**Dataset rows**

--*--

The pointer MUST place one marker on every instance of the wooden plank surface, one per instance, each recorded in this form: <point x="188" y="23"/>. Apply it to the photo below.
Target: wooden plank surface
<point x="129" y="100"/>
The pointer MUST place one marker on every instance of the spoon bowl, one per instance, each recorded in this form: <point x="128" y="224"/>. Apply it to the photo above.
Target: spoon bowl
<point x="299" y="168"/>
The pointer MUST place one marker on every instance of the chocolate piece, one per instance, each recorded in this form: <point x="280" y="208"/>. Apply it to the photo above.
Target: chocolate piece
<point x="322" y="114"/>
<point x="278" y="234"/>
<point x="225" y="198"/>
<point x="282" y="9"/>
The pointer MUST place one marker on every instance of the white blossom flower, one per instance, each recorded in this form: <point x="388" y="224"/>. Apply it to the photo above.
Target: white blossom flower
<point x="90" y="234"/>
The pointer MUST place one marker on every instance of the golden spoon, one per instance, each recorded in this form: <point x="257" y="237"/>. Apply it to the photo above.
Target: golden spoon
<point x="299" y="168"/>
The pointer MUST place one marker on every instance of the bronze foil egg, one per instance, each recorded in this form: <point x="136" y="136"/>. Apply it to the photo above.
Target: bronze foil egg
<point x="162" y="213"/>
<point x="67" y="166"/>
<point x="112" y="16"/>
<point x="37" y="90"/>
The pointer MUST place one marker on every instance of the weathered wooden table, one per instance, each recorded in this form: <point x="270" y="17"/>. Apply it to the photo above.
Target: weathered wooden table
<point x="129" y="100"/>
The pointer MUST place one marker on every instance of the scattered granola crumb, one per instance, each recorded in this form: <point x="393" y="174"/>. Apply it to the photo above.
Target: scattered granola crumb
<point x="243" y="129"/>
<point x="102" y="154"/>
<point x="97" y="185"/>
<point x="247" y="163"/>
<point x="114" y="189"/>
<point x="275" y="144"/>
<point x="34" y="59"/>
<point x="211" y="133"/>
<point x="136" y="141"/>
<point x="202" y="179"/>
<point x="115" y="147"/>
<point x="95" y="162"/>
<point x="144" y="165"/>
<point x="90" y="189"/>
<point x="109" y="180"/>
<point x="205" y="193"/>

--*--

**What the exercise asks**
Your task is to reproduce all of the records exactly.

**Answer in full**
The pointer MUST place one marker on every instance of the wooden plank surface, one per instance, each recorded in this form: <point x="188" y="23"/>. Apply it to the photo below.
Target: wooden plank surface
<point x="129" y="100"/>
The pointer MUST place one marker on every instance of the spoon bowl, one per instance, each recorded in this form: <point x="128" y="224"/>. Apply it to the photo above.
Target: spoon bowl
<point x="299" y="168"/>
The pointer MUST place one marker on every instance of the chocolate piece, one per instance, each recorded in this form: <point x="280" y="208"/>. Apply it to the photo above.
Target: chocolate piece
<point x="322" y="114"/>
<point x="278" y="234"/>
<point x="225" y="198"/>
<point x="282" y="9"/>
The pointer MUST place one marker on every instance of the white blossom flower, one per instance, each recorded in this form: <point x="388" y="224"/>. Apply it to the photo above.
Target: white blossom flower
<point x="90" y="234"/>
The pointer MUST place one marker on every instance of the golden spoon, one per instance, each recorded in this form: <point x="257" y="237"/>. Apply it to the photo above.
Target: golden spoon
<point x="299" y="168"/>
The pointer MUST place one marker on every instance of the bronze foil egg, one per instance, each recorded in this form: <point x="136" y="136"/>. Apply it to the photo above.
Target: bronze foil egg
<point x="162" y="213"/>
<point x="67" y="166"/>
<point x="112" y="16"/>
<point x="37" y="90"/>
The pointer MUST place one marker on every instance of the weathered wooden table, one per instance, each recorded in this form: <point x="270" y="17"/>. Apply it to the photo above.
Target: weathered wooden table
<point x="129" y="100"/>
The pointer MUST place one marker on every instance of the scattered granola crumb, one per instance, each recorded in this form: <point x="393" y="174"/>. Apply it to the photo above.
Target: scattered granola crumb
<point x="243" y="129"/>
<point x="102" y="154"/>
<point x="97" y="185"/>
<point x="247" y="163"/>
<point x="114" y="189"/>
<point x="275" y="144"/>
<point x="34" y="59"/>
<point x="211" y="133"/>
<point x="136" y="141"/>
<point x="202" y="179"/>
<point x="115" y="147"/>
<point x="95" y="162"/>
<point x="144" y="165"/>
<point x="90" y="189"/>
<point x="109" y="180"/>
<point x="205" y="193"/>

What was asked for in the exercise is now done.